PASSAGE SHOWN —
By Jennifer Kiilerich
In an outpatient waiting room at the Robert H. Lurie Children's Hospital of Chicago, occupational therapist Kevin Durney noticed a problem: the space where children and families spent time before appointments felt sterile, with nothing to do that reflected the kids who sat there. He wanted to fill the room with books that showed the strengths of characters with disabilities and depicted them as full, interesting people who weren't defined by their differences. But locating the right titles was harder than he expected.
Then he found the IRIS Center, which had already built a database of the very books he was searching for.
For 25 years, the IRIS Center at Vanderbilt Peabody College of education and human development has been creating free, online resources that turn education research into accessible, next-day materials that people like Durney can use. In 2025 alone, the center served 1.6 million people across 228 countries and territories, a scale its founders could hardly have imagined when the project launched at Vanderbilt in 2001.
"We are so proud of the work we have been doing for the past quarter century," said IRIS Center director Naomi Tyler, "and we are excited to keep building."
The organization's latest annual report tracked IRIS Center use across every U.S. state and territory, in 1,200 public school districts, and at 1,500 colleges and universities. "We are embedded now throughout the educator preparation ecosystem," said Tyler, also associate professor of the practice in special education. In addition, hundreds of health-related entities accessed the tools, along with judicial systems, museums and more.
What began as a federal grant project to strengthen teacher preparation has grown into a global resource used in schools, colleges, hospitals, state training programs and more.
How IRIS began: Rewriting teacher preparation
In the late 1990s, the U.S. Department of Education's Office of Special Education Programs had begun to identify a critical gap: most students with disabilities were learning in general education classrooms, yet teachers reported feeling unprepared to work with these students. Faculty in college elementary and secondary education programs also reported that they lacked training and foundational knowledge to prepare future teachers for the learners they would inevitably serve.

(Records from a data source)
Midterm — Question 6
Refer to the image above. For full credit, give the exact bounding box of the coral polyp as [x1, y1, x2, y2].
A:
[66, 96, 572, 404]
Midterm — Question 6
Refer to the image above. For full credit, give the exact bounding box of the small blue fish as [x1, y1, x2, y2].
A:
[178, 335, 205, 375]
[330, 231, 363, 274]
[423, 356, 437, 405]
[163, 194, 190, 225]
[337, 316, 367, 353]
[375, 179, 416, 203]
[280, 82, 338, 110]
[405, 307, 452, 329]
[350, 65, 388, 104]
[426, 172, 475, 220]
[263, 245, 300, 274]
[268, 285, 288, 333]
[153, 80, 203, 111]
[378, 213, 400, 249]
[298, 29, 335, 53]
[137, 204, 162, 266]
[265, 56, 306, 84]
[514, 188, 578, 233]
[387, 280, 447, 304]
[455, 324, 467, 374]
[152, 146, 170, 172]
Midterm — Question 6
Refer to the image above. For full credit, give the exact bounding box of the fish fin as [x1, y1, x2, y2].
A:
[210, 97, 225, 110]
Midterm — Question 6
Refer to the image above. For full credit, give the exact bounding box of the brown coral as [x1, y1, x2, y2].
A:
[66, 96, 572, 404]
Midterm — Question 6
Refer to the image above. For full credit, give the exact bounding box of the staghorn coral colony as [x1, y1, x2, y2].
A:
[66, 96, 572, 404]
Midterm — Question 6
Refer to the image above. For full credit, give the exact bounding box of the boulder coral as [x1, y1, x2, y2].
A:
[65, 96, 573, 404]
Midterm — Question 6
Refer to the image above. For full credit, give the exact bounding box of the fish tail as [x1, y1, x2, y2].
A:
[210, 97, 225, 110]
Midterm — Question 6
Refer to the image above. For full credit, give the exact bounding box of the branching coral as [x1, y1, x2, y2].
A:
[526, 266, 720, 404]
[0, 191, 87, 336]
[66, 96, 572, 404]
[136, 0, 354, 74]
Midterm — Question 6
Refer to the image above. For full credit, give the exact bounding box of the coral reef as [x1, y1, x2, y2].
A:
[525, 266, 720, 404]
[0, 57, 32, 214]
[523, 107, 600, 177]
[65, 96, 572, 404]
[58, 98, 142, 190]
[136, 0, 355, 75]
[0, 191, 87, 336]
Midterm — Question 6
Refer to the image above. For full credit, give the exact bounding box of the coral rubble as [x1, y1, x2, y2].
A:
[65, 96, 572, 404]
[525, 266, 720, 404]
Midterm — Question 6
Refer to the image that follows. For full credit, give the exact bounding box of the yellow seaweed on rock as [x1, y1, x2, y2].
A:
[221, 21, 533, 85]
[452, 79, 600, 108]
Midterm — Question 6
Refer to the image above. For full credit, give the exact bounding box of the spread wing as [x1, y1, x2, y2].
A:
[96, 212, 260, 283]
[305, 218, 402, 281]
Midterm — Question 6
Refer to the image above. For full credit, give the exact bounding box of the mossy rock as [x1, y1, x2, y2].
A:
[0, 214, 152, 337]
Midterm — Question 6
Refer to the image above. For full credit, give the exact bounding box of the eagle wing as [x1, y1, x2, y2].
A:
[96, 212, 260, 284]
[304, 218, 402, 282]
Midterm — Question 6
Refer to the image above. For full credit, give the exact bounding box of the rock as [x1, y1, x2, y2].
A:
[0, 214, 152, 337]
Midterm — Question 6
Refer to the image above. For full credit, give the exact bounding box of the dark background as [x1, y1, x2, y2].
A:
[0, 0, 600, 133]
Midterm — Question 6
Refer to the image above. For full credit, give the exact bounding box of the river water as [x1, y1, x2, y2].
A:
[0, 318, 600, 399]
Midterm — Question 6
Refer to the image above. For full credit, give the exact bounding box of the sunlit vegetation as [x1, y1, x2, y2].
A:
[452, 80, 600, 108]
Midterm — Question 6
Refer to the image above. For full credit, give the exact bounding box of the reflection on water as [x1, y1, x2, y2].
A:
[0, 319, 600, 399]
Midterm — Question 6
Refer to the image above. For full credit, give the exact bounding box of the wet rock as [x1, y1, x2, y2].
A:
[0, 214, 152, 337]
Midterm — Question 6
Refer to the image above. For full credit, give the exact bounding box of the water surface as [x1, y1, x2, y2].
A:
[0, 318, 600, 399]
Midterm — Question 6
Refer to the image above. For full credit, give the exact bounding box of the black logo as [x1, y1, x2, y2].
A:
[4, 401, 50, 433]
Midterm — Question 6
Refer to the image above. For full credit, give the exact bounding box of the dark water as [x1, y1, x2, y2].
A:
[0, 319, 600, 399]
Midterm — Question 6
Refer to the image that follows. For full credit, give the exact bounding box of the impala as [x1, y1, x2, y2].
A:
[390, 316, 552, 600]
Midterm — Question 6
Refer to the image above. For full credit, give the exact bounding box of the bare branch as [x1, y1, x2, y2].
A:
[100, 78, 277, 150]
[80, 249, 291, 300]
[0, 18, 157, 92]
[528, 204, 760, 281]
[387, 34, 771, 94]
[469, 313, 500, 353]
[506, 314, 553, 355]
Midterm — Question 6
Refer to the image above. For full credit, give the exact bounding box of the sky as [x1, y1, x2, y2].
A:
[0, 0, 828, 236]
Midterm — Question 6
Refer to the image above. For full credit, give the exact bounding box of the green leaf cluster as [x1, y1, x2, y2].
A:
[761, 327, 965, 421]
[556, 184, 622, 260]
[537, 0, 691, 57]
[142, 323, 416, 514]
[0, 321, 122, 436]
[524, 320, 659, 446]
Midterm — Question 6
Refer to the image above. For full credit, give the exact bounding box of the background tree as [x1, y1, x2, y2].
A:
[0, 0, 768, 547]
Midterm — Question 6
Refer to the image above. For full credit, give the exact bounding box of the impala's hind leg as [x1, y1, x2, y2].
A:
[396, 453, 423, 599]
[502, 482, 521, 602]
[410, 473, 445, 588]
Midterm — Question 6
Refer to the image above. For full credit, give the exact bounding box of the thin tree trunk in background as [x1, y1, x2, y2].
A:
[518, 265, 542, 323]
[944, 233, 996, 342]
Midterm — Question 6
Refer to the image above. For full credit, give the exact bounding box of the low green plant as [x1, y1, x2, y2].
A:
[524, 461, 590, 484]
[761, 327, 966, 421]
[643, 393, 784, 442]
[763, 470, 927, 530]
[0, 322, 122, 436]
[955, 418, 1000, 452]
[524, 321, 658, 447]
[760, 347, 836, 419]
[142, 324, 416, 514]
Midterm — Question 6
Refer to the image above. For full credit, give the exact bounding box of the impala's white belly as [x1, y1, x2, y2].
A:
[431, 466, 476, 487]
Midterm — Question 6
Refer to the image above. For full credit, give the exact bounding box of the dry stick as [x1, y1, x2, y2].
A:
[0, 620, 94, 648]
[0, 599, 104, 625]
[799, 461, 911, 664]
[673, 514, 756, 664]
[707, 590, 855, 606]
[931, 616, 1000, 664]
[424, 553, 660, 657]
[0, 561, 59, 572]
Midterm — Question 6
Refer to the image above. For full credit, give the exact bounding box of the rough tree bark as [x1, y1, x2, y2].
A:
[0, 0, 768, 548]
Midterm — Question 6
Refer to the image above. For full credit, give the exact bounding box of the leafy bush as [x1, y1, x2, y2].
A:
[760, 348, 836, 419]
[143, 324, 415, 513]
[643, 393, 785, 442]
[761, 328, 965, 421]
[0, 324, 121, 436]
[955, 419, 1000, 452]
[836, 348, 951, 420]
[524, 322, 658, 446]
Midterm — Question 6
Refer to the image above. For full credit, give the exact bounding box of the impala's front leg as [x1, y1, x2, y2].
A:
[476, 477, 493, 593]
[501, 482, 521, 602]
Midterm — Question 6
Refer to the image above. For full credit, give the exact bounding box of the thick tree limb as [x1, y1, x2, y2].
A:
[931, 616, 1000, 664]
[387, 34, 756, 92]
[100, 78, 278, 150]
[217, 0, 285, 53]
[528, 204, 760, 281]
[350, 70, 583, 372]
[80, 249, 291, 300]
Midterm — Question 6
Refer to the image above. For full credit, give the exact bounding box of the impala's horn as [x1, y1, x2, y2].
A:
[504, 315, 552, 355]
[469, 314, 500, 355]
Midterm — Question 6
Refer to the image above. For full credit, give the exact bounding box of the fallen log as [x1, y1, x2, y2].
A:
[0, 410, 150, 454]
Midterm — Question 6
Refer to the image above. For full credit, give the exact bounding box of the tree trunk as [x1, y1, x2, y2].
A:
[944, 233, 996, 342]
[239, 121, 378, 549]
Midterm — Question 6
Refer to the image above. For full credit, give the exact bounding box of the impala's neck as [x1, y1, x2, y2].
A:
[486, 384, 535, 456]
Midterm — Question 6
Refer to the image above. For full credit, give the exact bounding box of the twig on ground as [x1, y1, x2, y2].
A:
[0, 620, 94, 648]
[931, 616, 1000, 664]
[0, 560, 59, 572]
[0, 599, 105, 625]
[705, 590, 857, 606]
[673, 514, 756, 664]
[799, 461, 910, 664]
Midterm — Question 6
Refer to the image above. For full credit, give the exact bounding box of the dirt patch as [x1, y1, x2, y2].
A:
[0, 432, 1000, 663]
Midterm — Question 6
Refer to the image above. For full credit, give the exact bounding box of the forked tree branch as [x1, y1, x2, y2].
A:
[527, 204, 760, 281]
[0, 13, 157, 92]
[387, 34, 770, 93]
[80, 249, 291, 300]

REQUIREMENT A —
In the article about the IRIS Center, the sentence beginning "What began as a federal grant project" names the settings where the global resource is used. List them.
REQUIREMENT B —
According to the article about the IRIS Center, how many people did the center serve in 2025?

ANSWER AREA A —
Schools, colleges, hospitals, state training programs

ANSWER AREA B —
1.6 million people